▶ **記事**
━━━━━━━━
式中、Iavgは、平均ピクセル電流であり、Iampiは、画像振幅であり、Diは、ピクセルデューティサイクルである。電流源のPWMデューティサイクル及び電流振幅は、アプリケーションによって必要とされる各LEDモジュールの個別的な制御を達成するために異なる可能性がある。従来のPWMベースのイメージン技術では、システム制御ユニットは、画像に基づき各ピクセルのデューティサイクル値を決定し、それらを画像データフレームによりLEDピクセル、ピクセル制御ユニット、及び様々なドライバ回路へ送る。電流振幅は、全てのピクセルに対して同じに保たれることができ、異なる画像ごとに変化し得る。従って、個々のデューティサイクルは、画像のパターンをセットし、一方、振幅は、アレイ全体の明るさを調整して全体的な調光(dimming)をもたらすよう一定又は集合的な変数のどちらかである。調光機能はまた、デューティサイクルを調整することによって達成可能である。
【0004】
残念ながら、このような従来のPWM調光は、選択された電流密度が、ピーク外部量子効率(External Quantum Efficiency,EQE)をもたらす電流密度と一致しない場合に、非効率的な電力利用を引き起こす可能性がある。EQEは、デバイスを通過する電子の数に対するLEDから放出された光子の数の比率の指標である。デバイスの低EQEは、深刻な電力問題に既に直面しているLEDの大規模なマトリクスピクセルアレイにとって特に重要であり得る。数千個の発光ピクセルの個々の光強さは、無駄な電力使用量を最小限にしかつ不都合な熱効果を減らす電力効率的な技術で制御される必要があり得る。
━━━━━━━━
▶ **与えられたデータ**
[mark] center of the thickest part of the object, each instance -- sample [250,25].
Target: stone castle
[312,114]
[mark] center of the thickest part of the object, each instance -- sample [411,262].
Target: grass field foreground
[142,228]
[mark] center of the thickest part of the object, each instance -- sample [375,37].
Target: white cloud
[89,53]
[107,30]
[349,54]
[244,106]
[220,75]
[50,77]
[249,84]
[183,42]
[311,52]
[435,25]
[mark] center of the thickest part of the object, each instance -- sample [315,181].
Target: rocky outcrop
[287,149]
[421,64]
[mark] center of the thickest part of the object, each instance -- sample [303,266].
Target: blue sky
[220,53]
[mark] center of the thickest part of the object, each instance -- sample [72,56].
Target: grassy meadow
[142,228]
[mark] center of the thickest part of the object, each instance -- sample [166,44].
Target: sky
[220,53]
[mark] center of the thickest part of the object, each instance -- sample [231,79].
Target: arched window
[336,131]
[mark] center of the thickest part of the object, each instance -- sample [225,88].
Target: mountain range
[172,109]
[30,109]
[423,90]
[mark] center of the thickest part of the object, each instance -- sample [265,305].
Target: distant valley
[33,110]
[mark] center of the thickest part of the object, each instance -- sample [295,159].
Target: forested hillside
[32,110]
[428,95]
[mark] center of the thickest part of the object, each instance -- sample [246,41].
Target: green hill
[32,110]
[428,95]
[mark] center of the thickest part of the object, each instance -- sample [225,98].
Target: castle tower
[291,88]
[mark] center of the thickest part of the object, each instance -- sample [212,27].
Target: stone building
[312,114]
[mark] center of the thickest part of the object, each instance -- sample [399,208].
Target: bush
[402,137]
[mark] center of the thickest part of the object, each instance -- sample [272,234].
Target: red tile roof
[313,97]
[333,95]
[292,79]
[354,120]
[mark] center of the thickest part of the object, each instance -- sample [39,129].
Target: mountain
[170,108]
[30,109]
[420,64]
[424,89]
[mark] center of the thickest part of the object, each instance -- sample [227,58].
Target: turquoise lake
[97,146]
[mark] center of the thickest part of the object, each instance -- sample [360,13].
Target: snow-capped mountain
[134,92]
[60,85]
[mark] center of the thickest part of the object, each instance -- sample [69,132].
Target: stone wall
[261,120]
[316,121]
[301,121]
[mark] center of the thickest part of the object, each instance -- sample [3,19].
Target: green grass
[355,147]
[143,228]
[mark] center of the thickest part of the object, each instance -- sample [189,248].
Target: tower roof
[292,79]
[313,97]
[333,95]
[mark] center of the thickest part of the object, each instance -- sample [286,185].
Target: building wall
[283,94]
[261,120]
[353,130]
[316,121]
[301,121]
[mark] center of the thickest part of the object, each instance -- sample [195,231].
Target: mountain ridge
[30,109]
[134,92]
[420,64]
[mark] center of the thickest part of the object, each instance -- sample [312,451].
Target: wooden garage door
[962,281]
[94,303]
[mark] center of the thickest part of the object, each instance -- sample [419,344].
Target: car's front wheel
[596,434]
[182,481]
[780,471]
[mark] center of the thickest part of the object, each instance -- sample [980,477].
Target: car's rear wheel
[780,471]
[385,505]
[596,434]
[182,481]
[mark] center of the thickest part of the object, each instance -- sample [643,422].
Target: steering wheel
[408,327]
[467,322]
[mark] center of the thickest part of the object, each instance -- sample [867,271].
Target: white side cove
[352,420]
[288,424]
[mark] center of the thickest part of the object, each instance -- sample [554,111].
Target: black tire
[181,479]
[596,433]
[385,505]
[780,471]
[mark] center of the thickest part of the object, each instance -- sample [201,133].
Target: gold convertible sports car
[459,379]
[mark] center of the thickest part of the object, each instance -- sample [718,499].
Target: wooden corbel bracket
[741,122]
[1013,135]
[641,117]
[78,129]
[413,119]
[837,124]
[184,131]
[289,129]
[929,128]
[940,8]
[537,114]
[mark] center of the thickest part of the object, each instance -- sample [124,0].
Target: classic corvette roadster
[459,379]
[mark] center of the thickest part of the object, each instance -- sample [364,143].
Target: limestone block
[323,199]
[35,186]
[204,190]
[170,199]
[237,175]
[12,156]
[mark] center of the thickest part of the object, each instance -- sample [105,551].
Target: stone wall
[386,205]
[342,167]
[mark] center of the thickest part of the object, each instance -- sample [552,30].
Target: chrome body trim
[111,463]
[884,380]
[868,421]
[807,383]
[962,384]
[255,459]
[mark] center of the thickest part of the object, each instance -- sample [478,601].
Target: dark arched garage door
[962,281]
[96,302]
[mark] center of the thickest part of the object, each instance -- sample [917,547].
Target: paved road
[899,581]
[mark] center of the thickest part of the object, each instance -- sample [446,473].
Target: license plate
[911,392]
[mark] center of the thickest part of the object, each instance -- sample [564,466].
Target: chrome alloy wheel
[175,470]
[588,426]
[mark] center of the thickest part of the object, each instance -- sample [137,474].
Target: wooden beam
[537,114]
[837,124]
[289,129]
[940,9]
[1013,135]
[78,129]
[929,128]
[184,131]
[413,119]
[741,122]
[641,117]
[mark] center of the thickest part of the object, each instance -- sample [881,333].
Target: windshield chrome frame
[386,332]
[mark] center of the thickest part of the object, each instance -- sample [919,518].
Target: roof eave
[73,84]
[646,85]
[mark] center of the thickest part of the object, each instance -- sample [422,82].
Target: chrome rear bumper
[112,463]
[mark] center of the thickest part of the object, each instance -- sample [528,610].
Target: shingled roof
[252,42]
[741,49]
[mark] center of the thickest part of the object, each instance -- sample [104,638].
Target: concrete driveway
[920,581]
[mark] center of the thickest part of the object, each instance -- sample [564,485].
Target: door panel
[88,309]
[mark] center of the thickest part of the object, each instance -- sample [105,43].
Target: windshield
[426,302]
━━━━━━━━
▶ **記述課題 1**
記事に基づいて、次の問いに答えよ。
(a) 式中のIavgは何を表すか。
(b) 従来のPWMベースの技術で、各ピクセルのデューティサイクル値を決定するのは何か。
(c) EQEは何の比率の指標か。
▶ **記述課題 2**
記事の「式中、Iavgは、平均ピクセ」から「ことによって達成可能である。」までをすべて、「システム制御ユニット」を「中央制御ユニット」に置き換えて書き直せ。
▶ **記述課題 3**
次の各文が記事の内容と一致するかどうかを判断し、根拠となる記事の語句をそのまま引用せよ。
(a) 電流振幅は、全てのピクセルに対して同じに保つことができる。
(b) 調光機能は、デューティサイクルを調整することでは達成できない。
(c) 従来のPWM調光は、常に効率的な電力利用をもたらす。

▶ **解答例 1**
(a) Iavgは平均ピクセル電流を表す。
(b) システム制御ユニットが、画像に基づいて各ピクセルのデューティサイクル値を決定する。
(c) EQEは、デバイスを通過する電子の数に対するLEDから放出された光子の数の比率の指標である。

▶ **解答例 2**
式中、Iavgは、平均ピクセル電流であり、Iampiは、画像振幅であり、Diは、ピクセルデューティサイクルである。電流源のPWMデューティサイクル及び電流振幅は、アプリケーションによって必要とされる各LEDモジュールの個別的な制御を達成するために異なる可能性がある。従来のPWMベースのイメージン技術では、中央制御ユニットは、画像に基づき各ピクセルのデューティサイクル値を決定し、それらを画像データフレームによりLEDピクセル、ピクセル制御ユニット、及び様々なドライバ回路へ送る。電流振幅は、全てのピクセルに対して同じに保たれることができ、異なる画像ごとに変化し得る。従って、個々のデューティサイクルは、画像のパターンをセットし、一方、振幅は、アレイ全体の明るさを調整して全体的な調光(dimming)をもたらすよう一定又は集合的な変数のどちらかである。調光機能はまた、デューティサイクルを調整することによって達成可能である。

▶ **解答例 3**
(a) 一致する。根拠は「電流振幅は、全てのピクセルに対して同じに保たれることができ」である。
(b) 一致しない。根拠は「調光機能はまた、デューティサイクルを調整することによって達成可能である。」である。
(c) 一致しない。根拠は「非効率的な電力利用を引き起こす可能性がある」である。